- **Exercise details**
Where the word "green" occurs in a line of the data, return the whole line.

- **Given records**

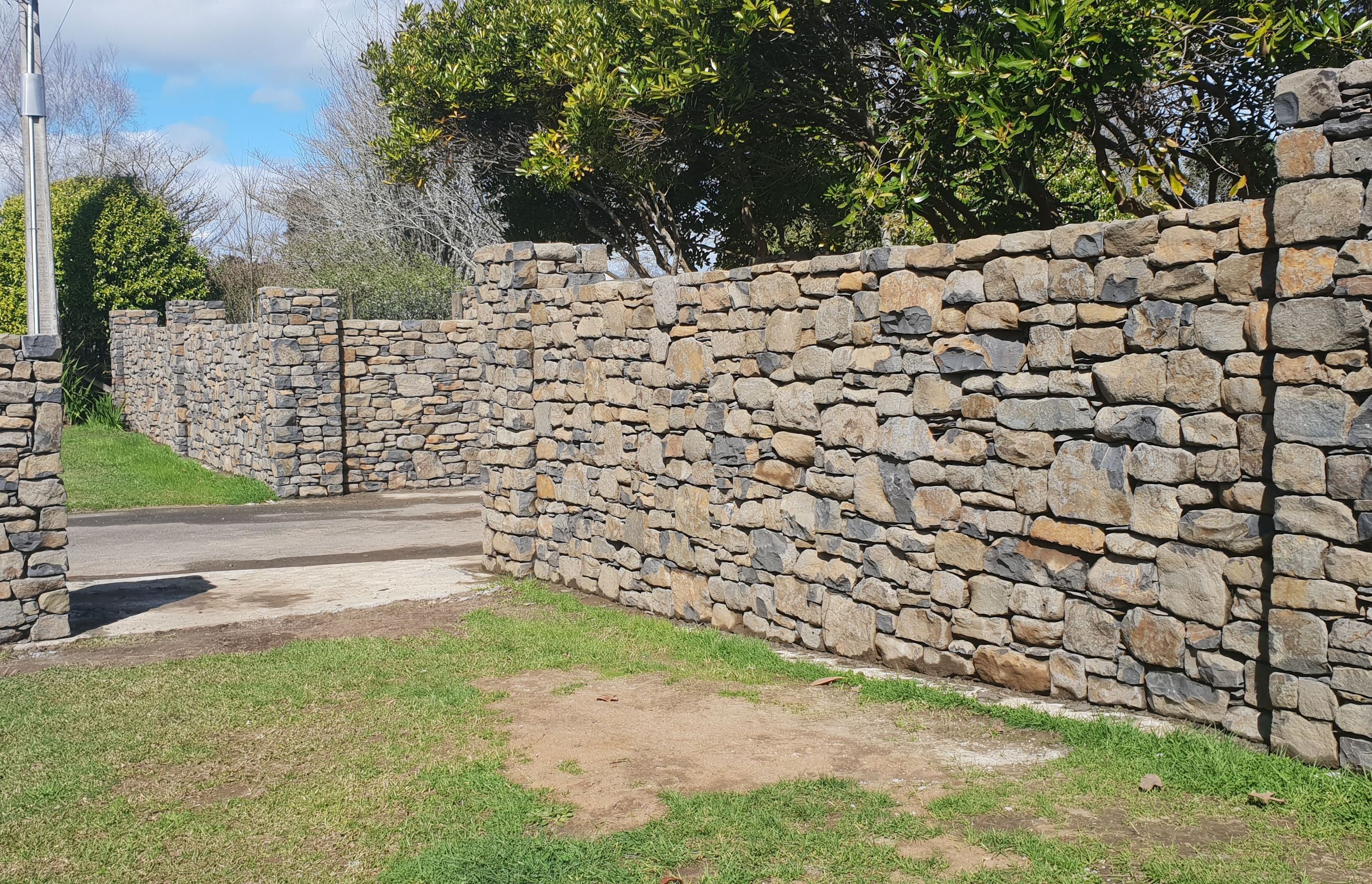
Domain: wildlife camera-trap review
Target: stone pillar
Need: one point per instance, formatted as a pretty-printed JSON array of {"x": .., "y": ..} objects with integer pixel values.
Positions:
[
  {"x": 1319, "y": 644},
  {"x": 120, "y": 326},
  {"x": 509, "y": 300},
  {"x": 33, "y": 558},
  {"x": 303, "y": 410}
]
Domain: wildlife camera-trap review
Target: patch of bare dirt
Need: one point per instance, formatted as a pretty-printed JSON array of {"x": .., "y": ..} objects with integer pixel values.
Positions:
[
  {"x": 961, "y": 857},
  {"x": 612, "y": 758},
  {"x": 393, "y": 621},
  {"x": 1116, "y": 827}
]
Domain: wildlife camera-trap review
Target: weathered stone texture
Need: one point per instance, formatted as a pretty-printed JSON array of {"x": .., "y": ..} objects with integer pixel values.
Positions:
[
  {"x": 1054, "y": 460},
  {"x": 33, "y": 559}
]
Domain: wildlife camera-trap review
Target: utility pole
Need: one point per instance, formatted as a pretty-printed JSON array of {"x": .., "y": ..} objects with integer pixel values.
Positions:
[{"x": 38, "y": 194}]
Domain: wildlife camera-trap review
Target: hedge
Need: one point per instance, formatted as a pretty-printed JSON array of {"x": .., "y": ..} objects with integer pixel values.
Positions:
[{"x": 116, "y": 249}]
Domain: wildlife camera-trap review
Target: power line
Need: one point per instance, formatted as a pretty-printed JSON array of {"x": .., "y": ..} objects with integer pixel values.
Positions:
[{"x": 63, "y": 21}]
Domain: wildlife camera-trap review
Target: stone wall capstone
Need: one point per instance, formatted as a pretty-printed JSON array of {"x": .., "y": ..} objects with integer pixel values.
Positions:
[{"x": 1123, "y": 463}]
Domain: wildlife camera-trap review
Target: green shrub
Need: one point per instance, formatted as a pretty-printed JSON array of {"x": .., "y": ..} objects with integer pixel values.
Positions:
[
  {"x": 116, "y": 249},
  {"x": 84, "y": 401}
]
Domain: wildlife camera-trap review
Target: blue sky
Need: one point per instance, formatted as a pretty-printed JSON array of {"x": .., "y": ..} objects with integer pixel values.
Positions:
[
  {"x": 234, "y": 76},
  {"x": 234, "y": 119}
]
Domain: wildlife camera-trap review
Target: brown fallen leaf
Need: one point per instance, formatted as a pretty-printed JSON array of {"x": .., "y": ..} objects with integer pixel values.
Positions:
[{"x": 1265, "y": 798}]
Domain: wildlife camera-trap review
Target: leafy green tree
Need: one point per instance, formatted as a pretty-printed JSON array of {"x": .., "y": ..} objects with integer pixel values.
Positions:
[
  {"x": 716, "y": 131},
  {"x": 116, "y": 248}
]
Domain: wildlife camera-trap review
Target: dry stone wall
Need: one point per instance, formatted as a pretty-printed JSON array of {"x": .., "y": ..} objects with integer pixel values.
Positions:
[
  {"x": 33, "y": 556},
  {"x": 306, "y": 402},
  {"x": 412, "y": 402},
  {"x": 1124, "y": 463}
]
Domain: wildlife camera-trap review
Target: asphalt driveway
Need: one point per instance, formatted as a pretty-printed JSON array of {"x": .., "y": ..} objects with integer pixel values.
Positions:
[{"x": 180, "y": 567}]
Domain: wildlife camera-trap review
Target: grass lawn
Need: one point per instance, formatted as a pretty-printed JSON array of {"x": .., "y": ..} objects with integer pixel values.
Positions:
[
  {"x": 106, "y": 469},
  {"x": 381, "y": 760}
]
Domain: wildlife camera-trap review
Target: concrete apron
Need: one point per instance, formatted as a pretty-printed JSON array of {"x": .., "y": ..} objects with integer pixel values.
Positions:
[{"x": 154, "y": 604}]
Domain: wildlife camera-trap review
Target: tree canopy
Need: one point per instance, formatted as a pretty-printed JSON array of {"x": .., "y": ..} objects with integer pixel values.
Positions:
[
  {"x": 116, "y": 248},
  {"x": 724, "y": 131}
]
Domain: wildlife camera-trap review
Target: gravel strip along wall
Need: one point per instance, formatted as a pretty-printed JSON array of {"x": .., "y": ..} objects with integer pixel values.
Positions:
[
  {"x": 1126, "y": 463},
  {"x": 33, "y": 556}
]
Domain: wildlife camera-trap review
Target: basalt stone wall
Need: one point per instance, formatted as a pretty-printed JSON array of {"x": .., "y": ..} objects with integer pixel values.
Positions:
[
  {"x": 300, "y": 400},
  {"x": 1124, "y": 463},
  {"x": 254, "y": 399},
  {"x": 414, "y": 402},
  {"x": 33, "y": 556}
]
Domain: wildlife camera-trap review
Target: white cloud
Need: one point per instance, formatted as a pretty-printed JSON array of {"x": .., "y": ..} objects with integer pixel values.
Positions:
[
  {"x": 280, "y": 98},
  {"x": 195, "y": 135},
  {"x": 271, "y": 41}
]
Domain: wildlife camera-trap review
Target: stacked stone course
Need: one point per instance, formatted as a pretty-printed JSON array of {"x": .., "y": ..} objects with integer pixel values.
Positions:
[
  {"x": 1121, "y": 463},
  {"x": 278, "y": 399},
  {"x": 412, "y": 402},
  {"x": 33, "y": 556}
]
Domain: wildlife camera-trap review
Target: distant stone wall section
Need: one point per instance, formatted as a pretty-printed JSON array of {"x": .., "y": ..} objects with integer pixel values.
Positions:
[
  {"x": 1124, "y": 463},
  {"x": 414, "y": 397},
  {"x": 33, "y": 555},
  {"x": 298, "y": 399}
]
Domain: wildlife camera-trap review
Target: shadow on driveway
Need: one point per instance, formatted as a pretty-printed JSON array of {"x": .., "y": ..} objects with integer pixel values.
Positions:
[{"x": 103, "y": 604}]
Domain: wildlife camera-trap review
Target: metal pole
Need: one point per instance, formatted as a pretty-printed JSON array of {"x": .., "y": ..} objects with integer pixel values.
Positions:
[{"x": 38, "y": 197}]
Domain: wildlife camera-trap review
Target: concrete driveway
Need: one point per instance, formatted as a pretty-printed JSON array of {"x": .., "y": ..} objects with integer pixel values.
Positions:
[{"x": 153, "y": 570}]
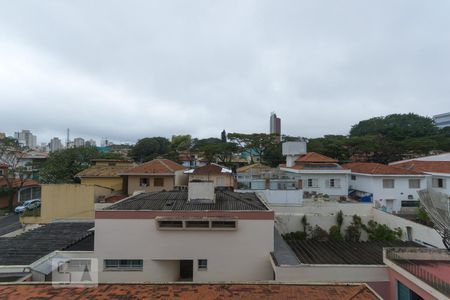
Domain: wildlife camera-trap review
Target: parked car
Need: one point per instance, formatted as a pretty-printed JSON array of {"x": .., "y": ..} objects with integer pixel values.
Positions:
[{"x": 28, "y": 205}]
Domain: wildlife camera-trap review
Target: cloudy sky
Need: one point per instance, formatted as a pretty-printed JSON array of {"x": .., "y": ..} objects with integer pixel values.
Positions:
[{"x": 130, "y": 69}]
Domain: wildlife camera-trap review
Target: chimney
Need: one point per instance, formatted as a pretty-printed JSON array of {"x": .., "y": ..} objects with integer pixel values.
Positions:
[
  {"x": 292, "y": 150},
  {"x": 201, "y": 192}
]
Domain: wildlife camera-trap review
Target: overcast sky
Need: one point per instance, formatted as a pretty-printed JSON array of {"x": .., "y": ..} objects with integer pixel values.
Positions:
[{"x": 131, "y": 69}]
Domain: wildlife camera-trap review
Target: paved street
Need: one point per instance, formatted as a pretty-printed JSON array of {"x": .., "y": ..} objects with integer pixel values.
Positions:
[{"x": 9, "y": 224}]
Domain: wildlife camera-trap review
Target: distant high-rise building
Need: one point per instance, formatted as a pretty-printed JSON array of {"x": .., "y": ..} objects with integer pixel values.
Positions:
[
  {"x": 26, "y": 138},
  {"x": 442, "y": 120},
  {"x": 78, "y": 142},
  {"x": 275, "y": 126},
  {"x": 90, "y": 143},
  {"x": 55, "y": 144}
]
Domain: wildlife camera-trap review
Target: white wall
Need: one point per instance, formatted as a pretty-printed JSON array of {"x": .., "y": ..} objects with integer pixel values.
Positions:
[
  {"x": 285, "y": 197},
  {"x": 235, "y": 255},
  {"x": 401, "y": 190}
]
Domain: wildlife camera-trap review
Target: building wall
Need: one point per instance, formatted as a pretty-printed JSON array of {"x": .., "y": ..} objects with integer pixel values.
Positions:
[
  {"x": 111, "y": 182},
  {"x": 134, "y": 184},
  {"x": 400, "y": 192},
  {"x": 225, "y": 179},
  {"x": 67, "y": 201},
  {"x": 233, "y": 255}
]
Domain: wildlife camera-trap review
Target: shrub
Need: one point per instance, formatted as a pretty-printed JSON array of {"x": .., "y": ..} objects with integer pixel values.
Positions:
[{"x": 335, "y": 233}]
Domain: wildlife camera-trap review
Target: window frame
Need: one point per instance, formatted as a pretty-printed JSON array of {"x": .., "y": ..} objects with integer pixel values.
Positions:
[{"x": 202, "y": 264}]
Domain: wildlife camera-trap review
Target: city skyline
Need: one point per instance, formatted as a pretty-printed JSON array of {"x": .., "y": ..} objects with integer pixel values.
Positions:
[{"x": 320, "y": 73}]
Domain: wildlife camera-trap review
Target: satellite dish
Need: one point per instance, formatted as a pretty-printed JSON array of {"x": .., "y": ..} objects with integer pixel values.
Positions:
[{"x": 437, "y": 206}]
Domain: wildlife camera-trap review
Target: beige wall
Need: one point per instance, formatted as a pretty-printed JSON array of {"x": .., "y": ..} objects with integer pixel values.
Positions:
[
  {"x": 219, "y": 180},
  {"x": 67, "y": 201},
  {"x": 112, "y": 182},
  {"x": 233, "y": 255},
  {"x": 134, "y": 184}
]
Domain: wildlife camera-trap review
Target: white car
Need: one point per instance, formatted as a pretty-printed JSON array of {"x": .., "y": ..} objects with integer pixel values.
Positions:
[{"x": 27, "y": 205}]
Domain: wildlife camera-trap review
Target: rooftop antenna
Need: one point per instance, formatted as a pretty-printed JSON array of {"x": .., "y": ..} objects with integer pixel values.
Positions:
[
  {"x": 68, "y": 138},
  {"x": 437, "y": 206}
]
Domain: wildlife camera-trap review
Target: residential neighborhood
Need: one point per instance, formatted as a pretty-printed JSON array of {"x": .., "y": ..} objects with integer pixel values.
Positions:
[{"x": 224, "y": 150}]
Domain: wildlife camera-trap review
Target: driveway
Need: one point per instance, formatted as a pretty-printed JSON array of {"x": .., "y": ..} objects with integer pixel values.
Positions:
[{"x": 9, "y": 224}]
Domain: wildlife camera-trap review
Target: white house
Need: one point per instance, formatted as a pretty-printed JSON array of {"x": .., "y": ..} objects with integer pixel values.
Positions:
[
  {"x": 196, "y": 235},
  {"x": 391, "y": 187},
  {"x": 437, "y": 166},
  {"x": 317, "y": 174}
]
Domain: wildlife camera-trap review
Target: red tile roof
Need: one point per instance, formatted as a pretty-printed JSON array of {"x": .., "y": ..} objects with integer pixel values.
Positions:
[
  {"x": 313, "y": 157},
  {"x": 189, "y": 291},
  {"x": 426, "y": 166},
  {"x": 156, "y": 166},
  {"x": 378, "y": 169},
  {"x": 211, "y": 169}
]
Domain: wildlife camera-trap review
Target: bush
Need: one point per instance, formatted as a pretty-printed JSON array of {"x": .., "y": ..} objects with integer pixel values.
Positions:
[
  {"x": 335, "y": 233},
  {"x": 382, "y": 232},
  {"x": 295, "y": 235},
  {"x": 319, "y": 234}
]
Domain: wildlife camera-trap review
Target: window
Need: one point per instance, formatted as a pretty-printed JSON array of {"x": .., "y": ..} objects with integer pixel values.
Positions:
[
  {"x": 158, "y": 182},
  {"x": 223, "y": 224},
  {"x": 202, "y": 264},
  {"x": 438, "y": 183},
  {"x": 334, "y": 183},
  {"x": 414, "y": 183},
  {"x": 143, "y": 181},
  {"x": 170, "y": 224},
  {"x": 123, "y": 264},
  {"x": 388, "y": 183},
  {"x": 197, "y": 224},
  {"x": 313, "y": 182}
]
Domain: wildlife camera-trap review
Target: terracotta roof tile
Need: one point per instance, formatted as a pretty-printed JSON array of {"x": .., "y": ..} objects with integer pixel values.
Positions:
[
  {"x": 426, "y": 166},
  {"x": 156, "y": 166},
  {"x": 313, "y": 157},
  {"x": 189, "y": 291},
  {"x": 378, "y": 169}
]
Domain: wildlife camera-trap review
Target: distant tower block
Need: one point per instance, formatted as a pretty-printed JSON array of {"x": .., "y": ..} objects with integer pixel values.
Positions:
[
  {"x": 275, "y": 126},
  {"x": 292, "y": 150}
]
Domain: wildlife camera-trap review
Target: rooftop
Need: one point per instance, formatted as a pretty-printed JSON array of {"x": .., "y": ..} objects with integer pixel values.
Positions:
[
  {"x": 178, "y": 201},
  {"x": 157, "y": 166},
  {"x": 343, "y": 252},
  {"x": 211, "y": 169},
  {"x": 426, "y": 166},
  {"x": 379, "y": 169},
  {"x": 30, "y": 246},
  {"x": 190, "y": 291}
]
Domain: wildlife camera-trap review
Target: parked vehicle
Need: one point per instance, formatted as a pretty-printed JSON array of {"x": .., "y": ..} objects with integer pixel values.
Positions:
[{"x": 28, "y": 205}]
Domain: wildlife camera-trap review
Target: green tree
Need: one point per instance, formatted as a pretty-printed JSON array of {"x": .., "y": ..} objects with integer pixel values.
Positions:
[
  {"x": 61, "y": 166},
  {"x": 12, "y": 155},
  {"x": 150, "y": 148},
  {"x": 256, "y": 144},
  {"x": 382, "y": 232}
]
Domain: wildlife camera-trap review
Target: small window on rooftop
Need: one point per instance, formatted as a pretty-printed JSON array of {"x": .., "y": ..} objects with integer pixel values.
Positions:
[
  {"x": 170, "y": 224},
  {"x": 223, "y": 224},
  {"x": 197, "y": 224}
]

- **Solution to this exercise**
Target: green shrub
Target: leafy green tree
Target: green tree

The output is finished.